*Your objective:*
Please write out every line of the material, leaving out any picture.

_ _ _ _ _

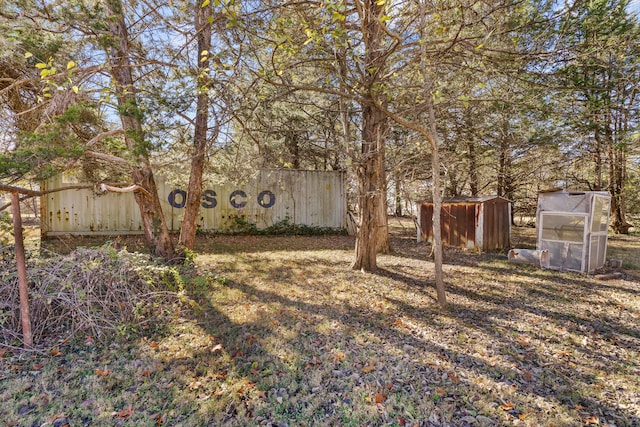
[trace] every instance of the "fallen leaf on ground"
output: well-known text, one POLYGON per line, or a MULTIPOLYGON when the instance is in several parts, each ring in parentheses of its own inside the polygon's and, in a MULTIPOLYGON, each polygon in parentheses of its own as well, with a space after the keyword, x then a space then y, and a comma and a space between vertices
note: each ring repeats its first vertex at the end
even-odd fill
POLYGON ((55 414, 53 417, 49 417, 49 422, 51 424, 55 423, 57 420, 63 420, 67 418, 65 414, 55 414))
POLYGON ((600 418, 597 415, 587 418, 584 420, 585 424, 600 424, 600 418))
POLYGON ((6 353, 7 353, 6 348, 0 348, 0 359, 3 358, 6 353))
POLYGON ((249 390, 253 389, 256 386, 255 383, 245 381, 242 386, 238 389, 238 394, 245 394, 249 390))
POLYGON ((333 360, 334 360, 334 361, 336 361, 336 362, 342 362, 342 361, 344 360, 344 357, 345 357, 345 356, 344 356, 344 353, 343 353, 343 352, 341 352, 341 351, 339 351, 339 352, 335 353, 335 354, 332 356, 333 360))
POLYGON ((367 365, 364 368, 362 368, 362 372, 365 374, 368 374, 371 371, 375 371, 376 367, 373 365, 367 365))
POLYGON ((200 387, 202 387, 202 382, 200 382, 200 381, 193 381, 193 382, 189 383, 189 385, 187 386, 187 388, 190 391, 197 390, 200 387))
POLYGON ((62 352, 60 350, 58 350, 57 348, 51 349, 51 351, 49 353, 52 356, 62 356, 62 352))
POLYGON ((158 414, 158 416, 156 416, 154 419, 156 420, 156 425, 161 426, 162 424, 164 424, 165 420, 167 419, 167 414, 162 414, 162 415, 158 414))
POLYGON ((52 424, 53 427, 70 427, 71 422, 69 421, 69 418, 67 417, 62 417, 62 418, 56 418, 53 420, 52 424))
POLYGON ((93 372, 99 377, 106 377, 111 373, 106 366, 104 367, 104 369, 96 368, 93 372))
POLYGON ((382 403, 387 399, 387 396, 384 395, 383 392, 379 391, 373 396, 373 401, 375 403, 382 403))
POLYGON ((322 365, 322 362, 314 357, 314 358, 312 358, 311 360, 309 360, 307 362, 307 365, 309 365, 309 366, 318 366, 318 365, 322 365))
POLYGON ((117 418, 122 418, 122 419, 129 418, 131 415, 133 415, 133 408, 131 407, 131 405, 129 405, 127 409, 123 409, 122 411, 115 412, 113 415, 117 418))
POLYGON ((34 409, 36 409, 36 407, 33 405, 30 405, 30 404, 23 405, 20 408, 18 408, 18 416, 23 417, 28 413, 33 412, 34 409))
POLYGON ((500 409, 502 409, 503 411, 510 411, 513 409, 515 405, 513 404, 512 401, 508 401, 506 403, 503 403, 502 405, 499 406, 500 409))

_ _ _ _ _

*Response to this exercise:*
[trace] every instance of the "fallen leaf on ground"
output: well-known text, one POLYGON per line, or a MULTIPOLYGON when the instance is in several parts, each ring in parentheses of its own inside the polygon's and, in a MULTIPOLYGON, each polygon in parentheses of its own as well, with a space after the keyword, x then a space then y, and a comma and a space between vertices
note: each ring repeats its first vertex at the end
even-odd fill
POLYGON ((55 414, 53 417, 49 417, 49 422, 51 424, 55 423, 57 420, 63 420, 67 418, 65 414, 55 414))
POLYGON ((600 418, 597 415, 587 418, 584 420, 585 424, 600 424, 600 418))
POLYGON ((6 353, 7 353, 6 348, 0 348, 0 359, 3 358, 6 353))
POLYGON ((249 390, 253 389, 256 386, 255 383, 245 381, 242 386, 238 389, 238 394, 245 394, 249 390))
POLYGON ((333 360, 334 360, 334 361, 336 361, 336 362, 342 362, 342 361, 344 360, 344 357, 345 357, 345 356, 344 356, 344 353, 343 353, 343 352, 341 352, 341 351, 339 351, 339 352, 335 353, 335 354, 332 356, 333 360))
POLYGON ((367 365, 364 368, 362 368, 362 372, 365 374, 368 374, 371 371, 375 371, 376 367, 373 365, 367 365))
POLYGON ((200 387, 202 387, 202 382, 200 382, 200 381, 193 381, 193 382, 189 383, 189 385, 187 386, 187 388, 190 391, 197 390, 200 387))
POLYGON ((62 352, 60 350, 58 350, 57 348, 51 349, 51 351, 49 353, 52 356, 62 356, 62 352))
POLYGON ((158 414, 158 416, 156 416, 154 419, 156 420, 156 425, 161 426, 162 424, 164 424, 165 420, 167 419, 167 414, 162 414, 162 415, 158 414))
POLYGON ((52 424, 53 427, 70 427, 71 422, 69 421, 69 418, 67 417, 62 417, 62 418, 56 418, 53 420, 52 424))
POLYGON ((93 372, 99 377, 106 377, 111 373, 106 366, 104 367, 104 369, 96 368, 93 372))
POLYGON ((382 403, 387 399, 387 396, 384 395, 383 392, 379 391, 373 396, 373 401, 375 403, 382 403))
POLYGON ((322 365, 322 362, 314 357, 314 358, 312 358, 311 360, 309 360, 307 362, 307 365, 309 365, 309 366, 318 366, 318 365, 322 365))
POLYGON ((117 418, 122 418, 122 419, 129 418, 131 415, 133 415, 133 408, 131 407, 131 405, 129 405, 127 409, 123 409, 122 411, 115 412, 113 415, 117 418))
POLYGON ((34 409, 36 409, 36 407, 33 405, 30 405, 30 404, 23 405, 20 408, 18 408, 18 416, 23 417, 28 413, 33 412, 34 409))
POLYGON ((500 409, 502 409, 503 411, 510 411, 513 409, 515 405, 513 404, 512 401, 508 401, 506 403, 503 403, 502 405, 499 406, 500 409))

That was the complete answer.